▶ [Text provided]
========

CROSS-REFERENCE TO RELATED APPLICATIONS
- STATEMENT REGARDING FEDERALLY SPONSORED RESEARCH OR DEVELOPMENT
- BACKGROUND OF INVENTION
1. Field of the Invention
The invention relates generally to the field of allocating and storing data in a database having selective, controlled access to the data by various users. More specifically, the invention relates to methods for storing geophysical data in a database such that access automatically changes upon automatic changes to rules for access of the data.
2. Background Art
Geophysical data are used to infer structures of the Earth's subsurface, the mineralogy of the Earth's subsurface, and the fluid content of pore spaces in porous subsurface Earth formations. Such inferences are typically used in the exploration for and in the exploitation of mineral resources in the Earth's subsurface, petroleum being an important one of such resources.
Geophysical data representing the Earth's subsurface are acquired in a number of different ways, depending on the type of data. Reflection seismic data, for example, are acquired by actuating a seismic energy source near the Earth's surface (or near the water surface in marine seismic surveying) at a selected location, and then detecting reflected seismic energy at a plurality of seismic receivers disposed at selected positions near the Earth's surface (or near the water surface). Inferences about the Earth's subsurface structure, its mineral composition and its fluid content are made from various attributes of the detected seismic energy. Well log data are acquired by lowering one or more instruments into wellbores drilled into the Earth. The instruments have various sensors for measuring properties of the Earth formations penetrated by the wellbore, such properties including electrical resistivity, natural gamma radiation, compressional and shear acoustic velocities, bulk density and neutron diffusion properties, among others. The one or more instruments are lowered into a wellbore at the end of a drilling tool string or armored electrical cable, and are gradually withdrawn from the wellbore while a recording is made with respect to depth in the wellbore of the measurements made by the sensors in the instrument(s). Inferences are made from well log measurements about the mineral composition, mechanical properties, fractional volume of pore space, permeability, and fluid content of the Earth formations, among other properties thereof.
An important application for well log data is to correlate the foregoing and/or other physical properties determined from well log data to various attributes of reflection seismic survey data. The significance of making such correlations is that well log data are representative of only a very small volume of the Earth's subsurface, typically within a range of two meters or less laterally from the wellbore in which the well log measurements were made. It is often impracticable, therefore, to acquire sufficient well log data to accurately interpolate the physical properties of the Earth between wellbores using only well log data. Reflection seismic survey data, by contrast, may be quickly and efficiently acquired over a substantial area of the Earth's surface. Seismic data also can have an effective measurement range such that seismic attributes may be interpolated more precisely between locations at which seismic data are acquired. Good correlation of seismic attributes to well log data thus provides the possibility of more precise interpolation of physical properties between relatively widely separated wellbores. Such more precise interpolation of properties can provide benefits such as more accurate prediction of fluid flow out of selected wellbores (related to petroleum production rates) and more precise estimates of structure of the Earth's subsurface so as to increase the probability that a wellbore drilled in a particular place and along a particular trajectory will encounter Earth formations likely to produce economically useful amounts of petroleum.

========

▶ [Material provided]
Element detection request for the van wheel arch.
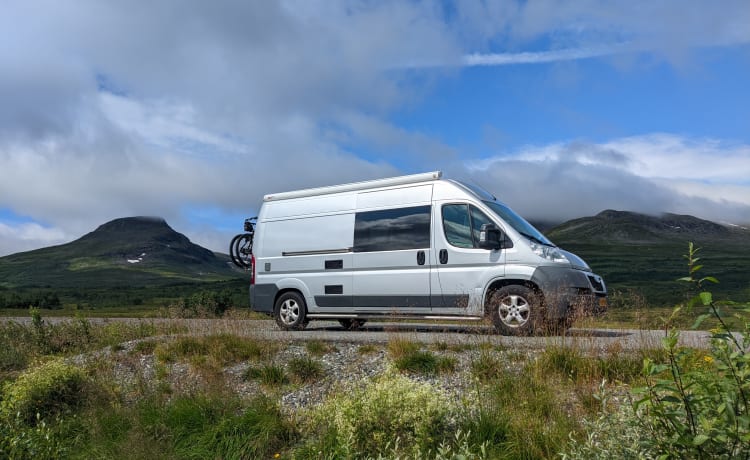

========

▶ [To be done] Could you continue the patent text on geophysical data, starting right after its last sentence? The data above are separate from the patent text on geophysical data.

▶ [Result]
Geophysicists and others responsible for inferring the structure and composition of the Earth's subsurface make use of well log data and seismic data for interpretation and correlation as explained above. Well log data (and seismic data to some extent) may be roughly characterized in terms of their accessibility into one of two categories. First are data that are proprietary to the operator of the wellbores from which the data were acquired. Access to such proprietary data is typically limited to persons specifically authorized or designated by the well operator. Other data, specifically well log data, may be initially proprietary but eventually become accessible by the general public. Such public access to formerly proprietary data is ordinarily a result of disclosure by agencies of government, or by other rule, law or regulation requiring such public disclosure after a selected period of time. Typically, such public disclosure is performed by delivery of a set of well log data for each well subject to disclosure to an agency of government, which agency then makes copies of such data available to the public upon request. Such data are typically delivered in the same form as originally recorded, and thus do not include any form of interpretation, calibration or adjustment.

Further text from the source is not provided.